> [WHAT IS EXPECTED]: Exactly reproduce the lines from the line containing "Target: bare arm gripping bucket" to the end of the data below, inclusive, and nothing else.

::::

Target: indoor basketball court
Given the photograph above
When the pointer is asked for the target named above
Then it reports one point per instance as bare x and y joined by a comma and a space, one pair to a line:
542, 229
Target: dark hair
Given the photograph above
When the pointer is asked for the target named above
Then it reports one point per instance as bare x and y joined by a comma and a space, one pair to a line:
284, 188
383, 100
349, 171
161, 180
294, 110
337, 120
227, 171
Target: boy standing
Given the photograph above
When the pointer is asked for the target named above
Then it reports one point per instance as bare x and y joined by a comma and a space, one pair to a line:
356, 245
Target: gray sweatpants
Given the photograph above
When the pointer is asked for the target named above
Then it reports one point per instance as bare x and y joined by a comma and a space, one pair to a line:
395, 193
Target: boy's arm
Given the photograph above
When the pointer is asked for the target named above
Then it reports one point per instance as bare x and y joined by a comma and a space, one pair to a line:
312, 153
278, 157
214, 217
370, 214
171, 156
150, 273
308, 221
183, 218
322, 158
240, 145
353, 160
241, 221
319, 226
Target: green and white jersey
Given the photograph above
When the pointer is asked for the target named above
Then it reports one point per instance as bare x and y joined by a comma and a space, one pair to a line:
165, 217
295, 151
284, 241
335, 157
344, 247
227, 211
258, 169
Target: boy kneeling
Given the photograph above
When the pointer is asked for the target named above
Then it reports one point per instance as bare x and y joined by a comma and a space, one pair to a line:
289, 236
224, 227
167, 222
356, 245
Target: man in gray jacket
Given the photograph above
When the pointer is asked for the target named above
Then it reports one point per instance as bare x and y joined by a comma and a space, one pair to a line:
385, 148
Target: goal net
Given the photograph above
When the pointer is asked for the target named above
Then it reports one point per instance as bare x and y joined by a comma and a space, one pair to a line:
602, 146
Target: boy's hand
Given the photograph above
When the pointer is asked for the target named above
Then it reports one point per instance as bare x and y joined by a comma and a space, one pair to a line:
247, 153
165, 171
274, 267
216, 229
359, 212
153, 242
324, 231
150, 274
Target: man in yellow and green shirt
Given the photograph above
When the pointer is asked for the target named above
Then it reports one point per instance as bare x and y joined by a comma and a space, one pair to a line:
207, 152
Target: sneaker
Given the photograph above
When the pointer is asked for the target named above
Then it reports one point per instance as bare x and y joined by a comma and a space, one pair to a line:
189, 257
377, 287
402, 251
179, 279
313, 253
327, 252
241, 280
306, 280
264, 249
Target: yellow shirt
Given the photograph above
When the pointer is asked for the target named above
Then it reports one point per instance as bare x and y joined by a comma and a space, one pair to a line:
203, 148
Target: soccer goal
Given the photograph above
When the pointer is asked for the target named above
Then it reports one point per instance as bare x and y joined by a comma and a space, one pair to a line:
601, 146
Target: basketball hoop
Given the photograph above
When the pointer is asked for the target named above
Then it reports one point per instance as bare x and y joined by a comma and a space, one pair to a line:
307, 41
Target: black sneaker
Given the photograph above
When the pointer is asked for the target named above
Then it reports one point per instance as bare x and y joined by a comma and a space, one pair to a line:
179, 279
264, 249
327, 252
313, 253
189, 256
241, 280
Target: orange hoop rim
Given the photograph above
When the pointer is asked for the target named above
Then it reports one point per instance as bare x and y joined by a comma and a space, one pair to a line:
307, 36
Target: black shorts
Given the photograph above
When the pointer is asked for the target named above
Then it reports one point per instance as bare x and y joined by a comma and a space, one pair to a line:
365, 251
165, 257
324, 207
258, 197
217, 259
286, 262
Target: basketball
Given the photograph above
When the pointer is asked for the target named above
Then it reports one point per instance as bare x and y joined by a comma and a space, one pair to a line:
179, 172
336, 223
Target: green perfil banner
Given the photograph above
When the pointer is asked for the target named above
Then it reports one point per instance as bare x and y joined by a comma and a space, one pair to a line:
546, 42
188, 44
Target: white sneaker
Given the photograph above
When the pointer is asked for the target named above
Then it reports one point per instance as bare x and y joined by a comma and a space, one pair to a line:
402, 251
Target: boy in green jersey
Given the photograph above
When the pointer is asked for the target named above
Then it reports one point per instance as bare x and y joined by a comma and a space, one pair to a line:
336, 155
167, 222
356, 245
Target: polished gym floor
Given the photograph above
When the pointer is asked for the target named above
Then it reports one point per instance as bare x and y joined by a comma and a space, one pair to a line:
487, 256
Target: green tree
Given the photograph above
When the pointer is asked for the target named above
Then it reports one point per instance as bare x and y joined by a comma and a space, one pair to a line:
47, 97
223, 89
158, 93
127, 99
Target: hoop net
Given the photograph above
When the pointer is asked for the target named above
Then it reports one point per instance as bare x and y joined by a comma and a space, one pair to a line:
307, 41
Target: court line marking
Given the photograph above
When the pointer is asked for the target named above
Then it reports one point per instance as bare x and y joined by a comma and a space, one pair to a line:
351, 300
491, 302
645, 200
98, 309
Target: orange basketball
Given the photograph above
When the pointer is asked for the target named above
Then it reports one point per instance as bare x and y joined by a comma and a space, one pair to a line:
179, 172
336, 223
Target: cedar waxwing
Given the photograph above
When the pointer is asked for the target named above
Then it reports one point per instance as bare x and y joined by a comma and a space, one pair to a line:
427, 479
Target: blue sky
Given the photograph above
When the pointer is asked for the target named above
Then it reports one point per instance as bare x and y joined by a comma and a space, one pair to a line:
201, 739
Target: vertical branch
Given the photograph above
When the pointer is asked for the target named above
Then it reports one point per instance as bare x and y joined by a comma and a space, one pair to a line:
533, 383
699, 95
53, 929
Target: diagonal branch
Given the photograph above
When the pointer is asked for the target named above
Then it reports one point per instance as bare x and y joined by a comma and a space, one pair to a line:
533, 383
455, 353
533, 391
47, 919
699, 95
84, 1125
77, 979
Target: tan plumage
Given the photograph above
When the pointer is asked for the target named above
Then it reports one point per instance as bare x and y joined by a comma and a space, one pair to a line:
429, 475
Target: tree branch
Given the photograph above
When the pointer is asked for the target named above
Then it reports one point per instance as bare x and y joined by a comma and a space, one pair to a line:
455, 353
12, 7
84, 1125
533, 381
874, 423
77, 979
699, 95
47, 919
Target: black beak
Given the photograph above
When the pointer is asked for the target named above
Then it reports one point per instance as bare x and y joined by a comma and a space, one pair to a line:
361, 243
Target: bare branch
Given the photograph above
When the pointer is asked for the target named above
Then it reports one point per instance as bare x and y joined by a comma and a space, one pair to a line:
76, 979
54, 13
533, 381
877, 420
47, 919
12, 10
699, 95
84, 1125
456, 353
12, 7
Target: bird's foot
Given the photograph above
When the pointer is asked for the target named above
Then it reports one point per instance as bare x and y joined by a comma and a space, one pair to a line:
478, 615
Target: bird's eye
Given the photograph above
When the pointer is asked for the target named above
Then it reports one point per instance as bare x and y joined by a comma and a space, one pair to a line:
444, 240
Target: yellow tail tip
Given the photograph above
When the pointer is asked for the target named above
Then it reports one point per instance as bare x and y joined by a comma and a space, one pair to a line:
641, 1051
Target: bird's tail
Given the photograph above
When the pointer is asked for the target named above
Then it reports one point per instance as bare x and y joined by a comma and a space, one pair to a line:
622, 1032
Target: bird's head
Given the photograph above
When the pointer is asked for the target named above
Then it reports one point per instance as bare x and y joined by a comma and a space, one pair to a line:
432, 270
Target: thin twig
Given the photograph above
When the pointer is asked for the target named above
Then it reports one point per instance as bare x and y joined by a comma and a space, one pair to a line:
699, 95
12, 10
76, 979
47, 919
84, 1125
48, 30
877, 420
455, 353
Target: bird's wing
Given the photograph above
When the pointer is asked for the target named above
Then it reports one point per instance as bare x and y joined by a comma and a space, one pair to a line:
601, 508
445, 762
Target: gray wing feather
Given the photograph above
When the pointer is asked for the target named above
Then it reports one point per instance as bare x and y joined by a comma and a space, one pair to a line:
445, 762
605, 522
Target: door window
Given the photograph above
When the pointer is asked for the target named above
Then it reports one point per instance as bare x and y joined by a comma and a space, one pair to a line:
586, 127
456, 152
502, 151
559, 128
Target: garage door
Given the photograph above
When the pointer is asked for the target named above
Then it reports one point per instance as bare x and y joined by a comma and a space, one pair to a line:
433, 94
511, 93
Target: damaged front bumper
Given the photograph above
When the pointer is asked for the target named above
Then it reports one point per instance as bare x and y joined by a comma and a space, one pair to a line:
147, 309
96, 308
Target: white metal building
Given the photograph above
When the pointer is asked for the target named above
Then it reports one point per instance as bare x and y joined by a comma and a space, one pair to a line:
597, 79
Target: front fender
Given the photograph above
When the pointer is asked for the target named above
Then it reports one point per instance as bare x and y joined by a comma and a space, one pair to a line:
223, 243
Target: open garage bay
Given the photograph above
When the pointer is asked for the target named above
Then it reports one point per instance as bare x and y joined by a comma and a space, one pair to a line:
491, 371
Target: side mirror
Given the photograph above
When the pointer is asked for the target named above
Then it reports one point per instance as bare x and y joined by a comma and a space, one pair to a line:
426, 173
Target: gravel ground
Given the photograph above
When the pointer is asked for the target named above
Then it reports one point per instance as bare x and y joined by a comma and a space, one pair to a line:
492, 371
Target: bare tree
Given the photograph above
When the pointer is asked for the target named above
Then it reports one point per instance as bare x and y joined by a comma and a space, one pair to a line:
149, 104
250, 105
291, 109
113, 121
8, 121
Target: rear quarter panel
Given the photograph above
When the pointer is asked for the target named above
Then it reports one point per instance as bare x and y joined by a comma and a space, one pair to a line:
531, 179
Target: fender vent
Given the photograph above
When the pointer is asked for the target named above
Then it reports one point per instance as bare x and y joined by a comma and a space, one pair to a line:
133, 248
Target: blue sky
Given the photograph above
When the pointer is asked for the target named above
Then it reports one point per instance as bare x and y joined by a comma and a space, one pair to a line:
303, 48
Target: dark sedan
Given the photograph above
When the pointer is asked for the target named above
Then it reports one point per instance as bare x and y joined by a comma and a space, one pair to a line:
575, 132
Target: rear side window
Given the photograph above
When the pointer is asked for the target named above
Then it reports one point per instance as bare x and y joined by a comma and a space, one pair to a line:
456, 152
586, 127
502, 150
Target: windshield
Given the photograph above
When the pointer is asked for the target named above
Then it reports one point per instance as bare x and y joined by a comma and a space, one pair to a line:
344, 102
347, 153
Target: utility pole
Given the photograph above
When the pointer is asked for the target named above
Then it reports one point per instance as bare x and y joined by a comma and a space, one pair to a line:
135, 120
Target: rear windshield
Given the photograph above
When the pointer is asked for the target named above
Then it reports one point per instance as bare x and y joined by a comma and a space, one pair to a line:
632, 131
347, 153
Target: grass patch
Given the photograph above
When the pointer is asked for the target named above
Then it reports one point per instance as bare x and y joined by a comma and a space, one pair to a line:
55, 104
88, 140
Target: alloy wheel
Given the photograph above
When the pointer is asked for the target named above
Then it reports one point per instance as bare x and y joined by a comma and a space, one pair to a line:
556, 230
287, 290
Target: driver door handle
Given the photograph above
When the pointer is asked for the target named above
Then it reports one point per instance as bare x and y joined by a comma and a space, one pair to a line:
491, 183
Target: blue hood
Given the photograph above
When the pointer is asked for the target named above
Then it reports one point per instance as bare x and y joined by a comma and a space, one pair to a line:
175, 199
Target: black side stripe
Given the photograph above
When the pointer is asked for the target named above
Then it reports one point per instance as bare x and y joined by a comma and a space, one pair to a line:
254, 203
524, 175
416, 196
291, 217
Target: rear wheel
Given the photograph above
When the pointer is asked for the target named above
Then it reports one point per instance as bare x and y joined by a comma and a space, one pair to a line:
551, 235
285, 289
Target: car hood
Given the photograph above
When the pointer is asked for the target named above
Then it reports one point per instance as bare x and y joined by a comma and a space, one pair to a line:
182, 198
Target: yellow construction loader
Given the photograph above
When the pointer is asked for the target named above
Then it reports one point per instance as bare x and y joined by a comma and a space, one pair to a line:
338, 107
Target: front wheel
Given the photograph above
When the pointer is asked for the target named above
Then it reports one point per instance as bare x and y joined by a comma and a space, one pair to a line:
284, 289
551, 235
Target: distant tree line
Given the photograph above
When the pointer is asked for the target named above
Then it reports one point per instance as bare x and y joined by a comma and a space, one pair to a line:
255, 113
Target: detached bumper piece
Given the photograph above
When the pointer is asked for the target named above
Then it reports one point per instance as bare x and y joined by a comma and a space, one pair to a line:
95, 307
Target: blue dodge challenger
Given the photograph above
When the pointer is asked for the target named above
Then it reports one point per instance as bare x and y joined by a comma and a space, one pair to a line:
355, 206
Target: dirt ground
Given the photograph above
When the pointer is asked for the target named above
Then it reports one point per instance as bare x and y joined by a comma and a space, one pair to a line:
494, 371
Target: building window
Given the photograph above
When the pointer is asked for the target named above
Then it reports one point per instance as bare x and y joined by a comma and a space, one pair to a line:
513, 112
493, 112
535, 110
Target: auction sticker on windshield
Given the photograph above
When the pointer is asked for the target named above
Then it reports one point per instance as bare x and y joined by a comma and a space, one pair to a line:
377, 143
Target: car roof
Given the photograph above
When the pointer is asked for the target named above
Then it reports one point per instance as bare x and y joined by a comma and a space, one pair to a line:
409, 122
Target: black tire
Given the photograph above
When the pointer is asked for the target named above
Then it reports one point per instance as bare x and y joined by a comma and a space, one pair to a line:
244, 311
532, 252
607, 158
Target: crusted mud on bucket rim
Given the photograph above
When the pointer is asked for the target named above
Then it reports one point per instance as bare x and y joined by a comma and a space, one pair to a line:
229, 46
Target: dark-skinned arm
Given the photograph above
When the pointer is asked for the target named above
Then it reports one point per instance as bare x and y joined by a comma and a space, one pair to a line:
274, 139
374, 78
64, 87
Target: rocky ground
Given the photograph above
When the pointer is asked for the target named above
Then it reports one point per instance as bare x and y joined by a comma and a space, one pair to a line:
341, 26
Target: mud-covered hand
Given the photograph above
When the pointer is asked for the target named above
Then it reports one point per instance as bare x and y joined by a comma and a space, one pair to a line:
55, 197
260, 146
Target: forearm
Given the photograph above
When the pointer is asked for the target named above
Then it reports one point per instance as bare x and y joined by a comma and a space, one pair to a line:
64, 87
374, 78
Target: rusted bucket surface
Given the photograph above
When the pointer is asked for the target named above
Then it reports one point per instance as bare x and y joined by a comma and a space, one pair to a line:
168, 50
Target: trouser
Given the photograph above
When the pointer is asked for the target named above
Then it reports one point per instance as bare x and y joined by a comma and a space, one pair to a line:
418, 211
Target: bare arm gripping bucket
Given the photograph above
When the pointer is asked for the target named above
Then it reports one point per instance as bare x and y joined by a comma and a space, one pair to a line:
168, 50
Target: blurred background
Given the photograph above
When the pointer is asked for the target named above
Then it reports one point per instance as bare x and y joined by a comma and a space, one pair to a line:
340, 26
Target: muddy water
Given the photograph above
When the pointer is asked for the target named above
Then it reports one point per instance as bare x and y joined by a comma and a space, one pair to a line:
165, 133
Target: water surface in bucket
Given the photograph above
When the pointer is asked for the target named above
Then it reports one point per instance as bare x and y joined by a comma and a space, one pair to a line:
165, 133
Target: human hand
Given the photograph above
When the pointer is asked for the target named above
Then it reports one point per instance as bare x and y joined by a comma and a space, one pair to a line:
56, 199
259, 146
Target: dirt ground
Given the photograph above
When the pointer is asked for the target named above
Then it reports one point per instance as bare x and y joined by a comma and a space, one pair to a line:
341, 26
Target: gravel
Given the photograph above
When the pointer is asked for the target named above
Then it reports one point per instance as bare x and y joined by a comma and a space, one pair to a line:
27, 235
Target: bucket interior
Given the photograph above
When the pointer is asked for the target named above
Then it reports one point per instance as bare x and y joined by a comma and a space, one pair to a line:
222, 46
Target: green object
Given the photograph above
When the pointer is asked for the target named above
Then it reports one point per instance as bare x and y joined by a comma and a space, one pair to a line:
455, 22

::::

> [TASK SOLUTION]:
Target: bare arm gripping bucket
Given the photograph above
When the pointer is asked for the target named above
Then it reports one point per instance as bare x and y joined by a comma and a space, one pair to a line:
168, 50
Target: blurred background
Given the photograph above
When the pointer is asked for the target named above
Then it reports one point per instance as bare x and y joined by a comma and a space, one pair to a line:
340, 26
Target: muddy water
Given the photograph above
When the pointer is asked for the target named above
Then it reports one point per instance as bare x and y joined by a comma and a space, one pair to a line:
165, 133
Target: water surface in bucket
Given the photograph above
When the pointer is asked for the target named above
Then it reports one point per instance as bare x and y joined by a comma and a space, one pair to a line:
165, 133
Target: human hand
Given the photograph above
When the pointer is asked for the target named above
Then it reports one point per instance as bare x and y joined by a comma and a space, one pair to a line:
56, 199
259, 146
Target: dirt ground
Given the photograph above
When the pointer is asked for the target named above
Then it reports one point per instance as bare x and y joined by a comma and a space, one pair to a line:
341, 26
Target: gravel
Given the photograph above
When the pointer is asked for the target named above
Then it reports one point per instance as bare x and y joined by a comma and a space, one pair to a line:
27, 235
Target: bucket interior
Given the photograph above
When the pointer is asked for the target named above
Then it reports one point per instance as bare x and y joined by a comma and a space, one pair to a line:
222, 46
Target: green object
Given the photograph above
When the pointer is asked for the target named above
Then it reports one point per instance as bare x and y joined by a comma and a space, one pair to a line:
455, 22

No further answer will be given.